- [Set of tasks]
1. Reproduce the part of the back-to-school supplies essay starting with "Sure, it’s nice" and going on through "for his lunch.".
2. In the listing, rename "dot" to "marker" in the lines starting with the line with "Target: man in tan sun hat" and going on through the end of the listing. Return only those lines, with everything else unchanged.

10 Back to School Supplies That Money Can’t Buy
Here it is again; back to school time. I’ve been teaching for over a decade, but I still get anxious this time of year. There are so many preparations to make.
Parents like to prepare for the new school year too, so I get lots of questions about what supplies their children will need. They dread the long list they expect, and brace themselves for an expensive and frustrating shopping trip. Not to worry, though, there is no list (in my classroom).
For most of my career, I taught in a high poverty school where we were forbidden from asking parents to supply anything for their children. Anything. I learned how to take what little budget I had and make it stretch. I learned how to scrounge and improvise. If your child needs it, I probably already have it.
Sure, it’s nice to have new notebooks and crayons, but those things don’t really help kids to be successful. The things they truly need can’t be purchased at the discount store. These are the back to school supplies that I would love for each child to bring every day:
1. A strong sense of self. I see too many children who lack confidence, and others who are overly sure of themselves without really understanding who they are or what their true talents are.
2. A well fed body. We feed kids at school, both breakfast and lunch. If you are unable to provide good food for your child, please take advantage of our food services program. Also, please try to make sure that your elementary schooler isn’t bringing sugary drinks and chips to school for her breakfast or Hot Cheetos with Oreos for his lunch.
3. A rested and exercised body. Too often kids are tired in school because they don’t go to bed. Please create and enforce a reasonable bedtime. If your child isn’t sleeping well think about unplugging him, checking what she’s eating and drinking, and making sure that you are all getting some exercise. Children in particular need to MOVE!
4. Knowledge that someone at home cares. Kids need to know that you not only care about them, but about what they’re doing and how they’re progressing. They need to know that you’ll be proud of them when they do well and you’ll be concerned about them when they struggle. They also need to know that you’ll be disappointed in them when they make poor choices.

- [Data extract]
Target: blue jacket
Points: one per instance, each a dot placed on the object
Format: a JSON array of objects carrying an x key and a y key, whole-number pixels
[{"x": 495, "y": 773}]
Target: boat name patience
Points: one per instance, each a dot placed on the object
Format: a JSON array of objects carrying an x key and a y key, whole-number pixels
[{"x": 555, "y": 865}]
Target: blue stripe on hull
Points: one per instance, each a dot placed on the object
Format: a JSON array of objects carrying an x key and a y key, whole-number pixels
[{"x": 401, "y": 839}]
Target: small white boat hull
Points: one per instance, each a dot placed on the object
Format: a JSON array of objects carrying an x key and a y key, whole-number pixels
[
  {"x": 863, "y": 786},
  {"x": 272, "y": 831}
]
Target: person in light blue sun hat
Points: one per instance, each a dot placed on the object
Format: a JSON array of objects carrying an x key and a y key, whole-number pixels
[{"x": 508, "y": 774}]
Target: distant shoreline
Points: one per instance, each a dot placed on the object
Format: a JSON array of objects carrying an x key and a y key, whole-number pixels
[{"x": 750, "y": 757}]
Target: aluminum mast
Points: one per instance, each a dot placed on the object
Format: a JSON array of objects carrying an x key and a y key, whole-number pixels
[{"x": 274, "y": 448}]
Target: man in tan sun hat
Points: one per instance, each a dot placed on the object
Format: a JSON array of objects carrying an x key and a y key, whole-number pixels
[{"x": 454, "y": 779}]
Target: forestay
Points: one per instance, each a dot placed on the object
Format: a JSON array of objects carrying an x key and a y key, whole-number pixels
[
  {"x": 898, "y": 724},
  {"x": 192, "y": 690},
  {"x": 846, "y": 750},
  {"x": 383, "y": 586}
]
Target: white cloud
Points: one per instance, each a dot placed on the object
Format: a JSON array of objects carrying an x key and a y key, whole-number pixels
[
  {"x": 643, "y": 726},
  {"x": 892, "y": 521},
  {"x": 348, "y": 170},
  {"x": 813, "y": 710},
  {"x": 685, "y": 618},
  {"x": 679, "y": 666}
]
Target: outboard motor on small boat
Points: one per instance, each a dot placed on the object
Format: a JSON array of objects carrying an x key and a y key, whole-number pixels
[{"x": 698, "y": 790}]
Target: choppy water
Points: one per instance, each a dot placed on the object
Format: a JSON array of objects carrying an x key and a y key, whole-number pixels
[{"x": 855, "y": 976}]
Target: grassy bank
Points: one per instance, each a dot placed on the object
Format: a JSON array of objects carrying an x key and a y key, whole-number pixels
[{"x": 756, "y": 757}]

- [Results]
1.
Sure, it’s nice to have new notebooks and crayons, but those things don’t really help kids to be successful. The things they truly need can’t be purchased at the discount store. These are the back to school supplies that I would love for each child to bring every day:
1. A strong sense of self. I see too many children who lack confidence, and others who are overly sure of themselves without really understanding who they are or what their true talents are.
2. A well fed body. We feed kids at school, both breakfast and lunch. If you are unable to provide good food for your child, please take advantage of our food services program. Also, please try to make sure that your elementary schooler isn’t bringing sugary drinks and chips to school for her breakfast or Hot Cheetos with Oreos for his lunch.

2.
Target: man in tan sun hat
Points: one per instance, each a marker placed on the object
Format: a JSON array of objects carrying an x key and a y key, whole-number pixels
[{"x": 454, "y": 779}]
Target: forestay
Points: one per instance, each a marker placed on the object
Format: a JSON array of objects carrying an x key and a y key, whole-number pixels
[
  {"x": 898, "y": 724},
  {"x": 192, "y": 690},
  {"x": 846, "y": 750},
  {"x": 383, "y": 586}
]
Target: white cloud
Points: one per instance, each a marker placed on the object
Format: a JSON array of objects carrying an x key and a y key, whole-number pixels
[
  {"x": 643, "y": 726},
  {"x": 892, "y": 521},
  {"x": 348, "y": 170},
  {"x": 813, "y": 710},
  {"x": 685, "y": 618},
  {"x": 679, "y": 666}
]
Target: outboard motor on small boat
Points: one per instance, each a marker placed on the object
Format: a JSON array of objects carrying an x key and a y key, whole-number pixels
[{"x": 698, "y": 790}]
Target: choppy water
Points: one per instance, each a marker placed on the object
Format: a JSON array of objects carrying an x key and a y key, whole-number pixels
[{"x": 855, "y": 976}]
Target: grassy bank
Points: one per instance, each a marker placed on the object
Format: a JSON array of objects carrying an x key and a y key, whole-number pixels
[{"x": 756, "y": 757}]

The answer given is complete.